Required work:
1/ Please rewrite the part of the text on Dr. John Macdonald that opens with the words containing "John Macdonald was" and closes with "adopted in England.", putting "house-decorating" in place of "house-painting".
2/ In the text on Dr. John Macdonald, which opponents did his Scotland cricket team play in the summer of 1880?
3/ Carry the text about Dr. John Macdonald onward from its last sentence.

Source text:
-- Opening Marker --

Dr. John Macdonald

No known photograph of Dr. John Macdonald seems to exist. Yet he was quietly a major sporting figure, the first to represent Scotland at both cricket and football, and later a medical figure of equally quiet import in the Highlands of his time and beyond, with input even into today's NHS. There is a story too that he was crucial in the career of fellow Invernesian footballer and also later a Scottish international, Peter McWilliam.   

John Macdonald was born on Christmas Eve 1861, the eldest child of Donald, the owner of an Inverness house-painting business, and Harriett Robertson, born in Auldearn by Nairn. They had married in February that same year. John would attend Inverness Academy, where he played cricket and rugby before, aged seventeen, he headed south to Edinburgh to study medicine. There at summer cricket in 1880 he was part of the Scotland team that played the Australian tourists and in 1884 he captained the university. But with regard to his winter game of choice a switch was made from rugby to football, again captaining the university from centre-half, teams in the East of Scotland having adopted the three-man half-back line, originated in Wales but by then widely adopted in England.

-- Closing Marker --

Information:
-- Opening Marker --

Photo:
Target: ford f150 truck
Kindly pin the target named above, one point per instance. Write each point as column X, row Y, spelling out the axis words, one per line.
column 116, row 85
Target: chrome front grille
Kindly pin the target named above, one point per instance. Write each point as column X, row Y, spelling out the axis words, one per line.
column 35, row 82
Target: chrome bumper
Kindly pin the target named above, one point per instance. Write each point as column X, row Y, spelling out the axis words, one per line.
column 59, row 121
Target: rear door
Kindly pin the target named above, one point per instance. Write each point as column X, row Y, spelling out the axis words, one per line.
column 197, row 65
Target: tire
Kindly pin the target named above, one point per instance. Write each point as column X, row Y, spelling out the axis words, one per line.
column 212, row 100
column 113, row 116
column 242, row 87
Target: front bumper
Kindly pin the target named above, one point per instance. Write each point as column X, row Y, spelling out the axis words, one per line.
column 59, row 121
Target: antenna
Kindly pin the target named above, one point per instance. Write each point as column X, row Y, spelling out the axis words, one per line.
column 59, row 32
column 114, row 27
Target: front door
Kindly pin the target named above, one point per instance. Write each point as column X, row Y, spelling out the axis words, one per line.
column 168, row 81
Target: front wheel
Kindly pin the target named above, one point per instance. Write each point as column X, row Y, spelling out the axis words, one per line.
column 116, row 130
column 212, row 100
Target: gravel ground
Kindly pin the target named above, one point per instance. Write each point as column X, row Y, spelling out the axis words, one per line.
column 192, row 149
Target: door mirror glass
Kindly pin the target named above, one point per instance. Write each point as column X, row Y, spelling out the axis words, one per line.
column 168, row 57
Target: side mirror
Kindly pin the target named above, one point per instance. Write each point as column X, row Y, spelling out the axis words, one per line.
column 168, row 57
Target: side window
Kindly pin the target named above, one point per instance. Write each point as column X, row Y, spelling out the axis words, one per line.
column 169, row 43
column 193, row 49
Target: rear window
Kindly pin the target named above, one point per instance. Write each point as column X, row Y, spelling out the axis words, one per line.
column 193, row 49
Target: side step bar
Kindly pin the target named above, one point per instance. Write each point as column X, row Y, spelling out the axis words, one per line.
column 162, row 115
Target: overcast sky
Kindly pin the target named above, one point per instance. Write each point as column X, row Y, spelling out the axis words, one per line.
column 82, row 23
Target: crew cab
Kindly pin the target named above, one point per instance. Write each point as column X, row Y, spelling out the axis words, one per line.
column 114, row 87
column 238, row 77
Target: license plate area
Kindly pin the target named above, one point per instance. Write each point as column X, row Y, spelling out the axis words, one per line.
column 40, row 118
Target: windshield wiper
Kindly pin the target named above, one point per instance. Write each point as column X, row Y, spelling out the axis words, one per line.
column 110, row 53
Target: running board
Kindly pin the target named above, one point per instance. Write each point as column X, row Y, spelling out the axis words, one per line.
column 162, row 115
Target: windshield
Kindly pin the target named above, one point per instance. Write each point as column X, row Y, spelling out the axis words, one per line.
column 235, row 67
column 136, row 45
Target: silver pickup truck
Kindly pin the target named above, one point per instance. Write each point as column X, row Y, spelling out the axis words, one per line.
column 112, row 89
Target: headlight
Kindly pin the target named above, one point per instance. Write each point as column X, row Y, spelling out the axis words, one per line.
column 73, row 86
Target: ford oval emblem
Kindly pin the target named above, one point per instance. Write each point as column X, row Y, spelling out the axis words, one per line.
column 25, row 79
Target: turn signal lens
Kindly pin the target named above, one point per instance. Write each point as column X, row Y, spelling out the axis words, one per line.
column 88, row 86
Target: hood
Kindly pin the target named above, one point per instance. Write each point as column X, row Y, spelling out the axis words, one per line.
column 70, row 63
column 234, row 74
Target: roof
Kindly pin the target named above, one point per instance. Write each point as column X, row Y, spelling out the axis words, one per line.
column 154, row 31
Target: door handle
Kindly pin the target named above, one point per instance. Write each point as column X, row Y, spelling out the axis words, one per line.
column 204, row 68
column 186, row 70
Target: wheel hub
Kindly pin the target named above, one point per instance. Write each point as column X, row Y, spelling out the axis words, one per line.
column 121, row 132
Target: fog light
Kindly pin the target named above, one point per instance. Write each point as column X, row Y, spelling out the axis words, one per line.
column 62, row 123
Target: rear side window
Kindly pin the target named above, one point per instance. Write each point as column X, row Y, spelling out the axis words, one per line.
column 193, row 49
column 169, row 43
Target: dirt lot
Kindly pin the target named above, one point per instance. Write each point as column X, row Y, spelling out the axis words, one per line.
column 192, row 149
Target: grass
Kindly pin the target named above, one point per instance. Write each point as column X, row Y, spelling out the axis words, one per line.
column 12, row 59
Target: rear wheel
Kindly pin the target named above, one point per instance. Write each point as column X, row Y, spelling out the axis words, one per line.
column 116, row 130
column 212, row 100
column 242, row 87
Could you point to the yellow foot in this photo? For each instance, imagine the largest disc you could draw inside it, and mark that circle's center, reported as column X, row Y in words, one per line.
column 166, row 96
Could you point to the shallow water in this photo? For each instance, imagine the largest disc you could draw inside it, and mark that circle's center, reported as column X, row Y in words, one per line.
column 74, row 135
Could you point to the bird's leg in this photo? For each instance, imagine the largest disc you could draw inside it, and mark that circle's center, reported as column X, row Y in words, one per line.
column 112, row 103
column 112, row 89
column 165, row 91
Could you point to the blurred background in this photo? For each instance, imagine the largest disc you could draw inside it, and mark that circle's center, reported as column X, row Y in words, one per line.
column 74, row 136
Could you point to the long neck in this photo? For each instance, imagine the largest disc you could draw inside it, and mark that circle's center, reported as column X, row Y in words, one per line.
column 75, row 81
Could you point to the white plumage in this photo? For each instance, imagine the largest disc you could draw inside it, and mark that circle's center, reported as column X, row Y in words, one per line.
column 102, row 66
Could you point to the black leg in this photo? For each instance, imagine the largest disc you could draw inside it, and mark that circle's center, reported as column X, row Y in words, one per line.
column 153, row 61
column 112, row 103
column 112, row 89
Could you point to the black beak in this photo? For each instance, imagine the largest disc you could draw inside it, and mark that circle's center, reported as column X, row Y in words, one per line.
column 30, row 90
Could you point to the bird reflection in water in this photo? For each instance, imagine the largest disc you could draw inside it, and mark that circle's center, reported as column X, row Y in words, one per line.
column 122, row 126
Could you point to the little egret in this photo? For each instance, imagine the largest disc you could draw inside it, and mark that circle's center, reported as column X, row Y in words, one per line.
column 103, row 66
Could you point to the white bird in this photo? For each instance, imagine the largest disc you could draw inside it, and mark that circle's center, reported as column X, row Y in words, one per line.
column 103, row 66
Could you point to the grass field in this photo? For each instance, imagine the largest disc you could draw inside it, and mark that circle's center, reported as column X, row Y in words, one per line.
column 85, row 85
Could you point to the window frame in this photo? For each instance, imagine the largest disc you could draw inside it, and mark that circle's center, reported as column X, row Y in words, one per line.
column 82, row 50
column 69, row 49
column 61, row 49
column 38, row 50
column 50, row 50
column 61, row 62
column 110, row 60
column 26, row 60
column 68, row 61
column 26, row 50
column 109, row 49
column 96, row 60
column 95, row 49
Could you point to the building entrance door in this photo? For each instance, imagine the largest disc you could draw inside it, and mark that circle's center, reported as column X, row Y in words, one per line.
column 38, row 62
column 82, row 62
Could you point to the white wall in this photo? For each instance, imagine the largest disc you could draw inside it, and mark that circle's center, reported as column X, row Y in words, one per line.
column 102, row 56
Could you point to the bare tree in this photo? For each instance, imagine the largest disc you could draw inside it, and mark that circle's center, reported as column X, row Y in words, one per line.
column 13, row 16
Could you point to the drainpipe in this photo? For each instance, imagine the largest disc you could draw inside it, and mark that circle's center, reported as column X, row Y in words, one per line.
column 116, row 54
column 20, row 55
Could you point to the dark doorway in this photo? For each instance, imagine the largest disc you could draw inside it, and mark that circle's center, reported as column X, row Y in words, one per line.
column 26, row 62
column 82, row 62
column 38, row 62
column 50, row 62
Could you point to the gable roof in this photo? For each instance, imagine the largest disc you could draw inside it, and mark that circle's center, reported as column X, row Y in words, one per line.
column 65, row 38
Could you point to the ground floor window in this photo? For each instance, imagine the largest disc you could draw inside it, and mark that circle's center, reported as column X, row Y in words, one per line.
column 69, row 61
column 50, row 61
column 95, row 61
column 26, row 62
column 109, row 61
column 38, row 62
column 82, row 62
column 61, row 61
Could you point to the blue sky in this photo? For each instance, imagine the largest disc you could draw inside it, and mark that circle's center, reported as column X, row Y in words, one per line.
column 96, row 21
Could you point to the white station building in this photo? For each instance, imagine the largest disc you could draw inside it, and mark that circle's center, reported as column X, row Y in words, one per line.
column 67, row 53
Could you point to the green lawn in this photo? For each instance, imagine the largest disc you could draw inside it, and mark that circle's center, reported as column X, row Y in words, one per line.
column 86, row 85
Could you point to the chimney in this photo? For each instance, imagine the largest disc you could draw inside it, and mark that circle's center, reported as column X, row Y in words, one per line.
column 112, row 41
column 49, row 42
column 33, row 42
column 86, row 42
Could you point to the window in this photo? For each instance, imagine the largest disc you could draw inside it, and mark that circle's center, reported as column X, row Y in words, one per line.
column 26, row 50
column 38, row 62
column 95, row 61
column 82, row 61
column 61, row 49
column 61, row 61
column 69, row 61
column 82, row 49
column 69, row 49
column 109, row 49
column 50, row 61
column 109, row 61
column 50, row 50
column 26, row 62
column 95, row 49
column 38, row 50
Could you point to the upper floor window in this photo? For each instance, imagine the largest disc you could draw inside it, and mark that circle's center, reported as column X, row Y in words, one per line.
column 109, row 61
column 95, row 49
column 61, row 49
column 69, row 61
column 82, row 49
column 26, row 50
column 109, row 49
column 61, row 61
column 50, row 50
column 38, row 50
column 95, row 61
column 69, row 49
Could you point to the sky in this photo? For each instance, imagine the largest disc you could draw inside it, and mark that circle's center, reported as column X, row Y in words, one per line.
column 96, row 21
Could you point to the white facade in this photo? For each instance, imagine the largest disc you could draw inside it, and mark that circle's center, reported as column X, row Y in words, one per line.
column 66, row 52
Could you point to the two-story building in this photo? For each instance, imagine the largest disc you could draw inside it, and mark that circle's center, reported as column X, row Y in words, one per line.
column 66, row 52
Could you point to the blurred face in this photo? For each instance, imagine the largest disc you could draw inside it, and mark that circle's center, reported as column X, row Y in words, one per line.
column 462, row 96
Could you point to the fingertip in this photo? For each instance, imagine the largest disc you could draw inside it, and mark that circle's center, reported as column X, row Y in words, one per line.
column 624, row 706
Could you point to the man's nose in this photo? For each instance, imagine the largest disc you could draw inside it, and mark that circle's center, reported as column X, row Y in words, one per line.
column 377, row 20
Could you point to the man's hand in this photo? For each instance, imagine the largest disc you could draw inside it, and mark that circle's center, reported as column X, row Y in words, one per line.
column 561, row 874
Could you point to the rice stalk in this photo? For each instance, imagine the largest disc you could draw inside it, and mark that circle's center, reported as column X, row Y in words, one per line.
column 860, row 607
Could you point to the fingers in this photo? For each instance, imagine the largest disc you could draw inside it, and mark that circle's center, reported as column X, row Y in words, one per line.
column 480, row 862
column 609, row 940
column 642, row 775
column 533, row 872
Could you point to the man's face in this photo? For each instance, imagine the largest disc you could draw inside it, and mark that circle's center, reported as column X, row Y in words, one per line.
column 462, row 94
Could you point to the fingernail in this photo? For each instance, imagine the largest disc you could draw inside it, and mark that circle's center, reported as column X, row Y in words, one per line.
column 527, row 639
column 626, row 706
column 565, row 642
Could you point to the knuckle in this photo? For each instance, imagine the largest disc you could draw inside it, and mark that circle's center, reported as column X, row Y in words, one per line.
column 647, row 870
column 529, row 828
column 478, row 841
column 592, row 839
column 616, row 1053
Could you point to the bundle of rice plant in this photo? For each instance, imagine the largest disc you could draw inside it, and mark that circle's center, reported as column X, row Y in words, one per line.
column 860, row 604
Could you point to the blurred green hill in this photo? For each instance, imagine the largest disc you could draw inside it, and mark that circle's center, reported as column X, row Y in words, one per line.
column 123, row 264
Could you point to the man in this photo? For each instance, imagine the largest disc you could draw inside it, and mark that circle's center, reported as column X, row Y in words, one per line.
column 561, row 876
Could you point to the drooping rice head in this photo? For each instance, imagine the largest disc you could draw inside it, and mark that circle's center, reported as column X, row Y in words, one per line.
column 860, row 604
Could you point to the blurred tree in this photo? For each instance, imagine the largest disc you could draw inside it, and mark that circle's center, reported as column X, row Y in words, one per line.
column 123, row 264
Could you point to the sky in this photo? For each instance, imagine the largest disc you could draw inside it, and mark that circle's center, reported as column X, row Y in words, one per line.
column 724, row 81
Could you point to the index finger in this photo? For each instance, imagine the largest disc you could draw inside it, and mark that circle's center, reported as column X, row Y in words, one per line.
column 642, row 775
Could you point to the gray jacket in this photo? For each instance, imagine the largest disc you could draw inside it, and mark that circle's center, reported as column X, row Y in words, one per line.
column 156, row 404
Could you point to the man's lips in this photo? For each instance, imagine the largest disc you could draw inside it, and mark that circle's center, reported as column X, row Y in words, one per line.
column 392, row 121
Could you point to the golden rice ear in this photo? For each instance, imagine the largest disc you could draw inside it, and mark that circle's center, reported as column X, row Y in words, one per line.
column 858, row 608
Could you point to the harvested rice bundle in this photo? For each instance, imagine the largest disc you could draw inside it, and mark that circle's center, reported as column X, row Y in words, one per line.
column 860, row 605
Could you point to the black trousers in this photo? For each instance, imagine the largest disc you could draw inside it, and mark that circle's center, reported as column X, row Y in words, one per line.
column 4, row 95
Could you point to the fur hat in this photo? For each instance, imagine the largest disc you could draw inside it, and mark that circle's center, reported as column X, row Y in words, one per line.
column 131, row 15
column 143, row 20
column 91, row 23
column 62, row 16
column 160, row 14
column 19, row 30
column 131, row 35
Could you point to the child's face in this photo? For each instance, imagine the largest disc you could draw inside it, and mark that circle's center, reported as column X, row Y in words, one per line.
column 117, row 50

-- Closing Marker --

Responses by item number:
1/
John Macdonald was born on Christmas Eve 1861, the eldest child of Donald, the owner of an Inverness house-decorating business, and Harriett Robertson, born in Auldearn by Nairn. They had married in February that same year. John would attend Inverness Academy, where he played cricket and rugby before, aged seventeen, he headed south to Edinburgh to study medicine. There at summer cricket in 1880 he was part of the Scotland team that played the Australian tourists and in 1884 he captained the university. But with regard to his winter game of choice a switch was made from rugby to football, again captaining the university from centre-half, teams in the East of Scotland having adopted the three-man half-back line, originated in Wales but by then widely adopted in England.

2/ The Australian tourists.

3/
However, having graduated in 1884 he began to turn out in Glasgow for Queen's Park. There he played eleven times, mainly alongside Charles Campbell on the left of the two-man half-back line employed in the West of Scotland. Those games would include as well as domestic competitions two FA Cup Finals, English FA Cup Finals, in 1884 and 1885, both lost to Blackburn and before Scots teams were from 1885-6 prevented by the SFA from participation. In 1885 he would also represent Glasgow against London and in 1886, once more under the Edinburgh University banner but with Campbell still beside him, he played for Scotland against England, a 1-1 draw at Hampden. It was to be his only cap although there may well have been more had he not decided to return to Inverness to go into medical practice. In 1891 at thirty he was back living with his parents, in 1897 he married a young widow, Isabella "Ella" Mackintosh, with whom he was to have five children. He would also from private practice rise to become Chief Medical Officer for Health for both Inverness Burgh and Inverness County Council.

At home in Inverness, whilst in his leisure time he was still playing cricket, he nevertheless he retained an interest in and influence on football. In 1932 he became a patron of the Highland League. And the McWilliam story is that some thirty-five years earlier Peter had been banned by his father from playing but continued to do so under an assumed name. His father had found out and confiscated the young man's boots until a personal visit from the famed doctor changed the old man's mind. It was a visit that might be said to have changed the shape of World football. 

And professionally John Macdonald was to have an impact far wider than in just the Highland capital. In 1910 the Dewar Report was commissioned with the intention of looking at providing reliable and affordable health-care for Highland communities, particularly the most remote. It was completed in 1912 and as a result a system of financial subsidy for doctors and payment for nursing-care and hospitals was put in place called the Highlands and Islands Medical Service. John MacDonald, who as MOH would be intimately involved in its launch in 1913 and wrote at the time, something which is still quoted.

"These recommendations, when given effect to, will open up a new era for the improvement of the medical and nursing services in the Highlands and Islands of Scotland."

The words themselves are hardly radical. Indeed, they are a major under-statement, probably politically deliberate one, but with a resonance today that even he would and could not have understood. That is because the HIMC became one of the major models for the National Health Service on its foundation in 1948.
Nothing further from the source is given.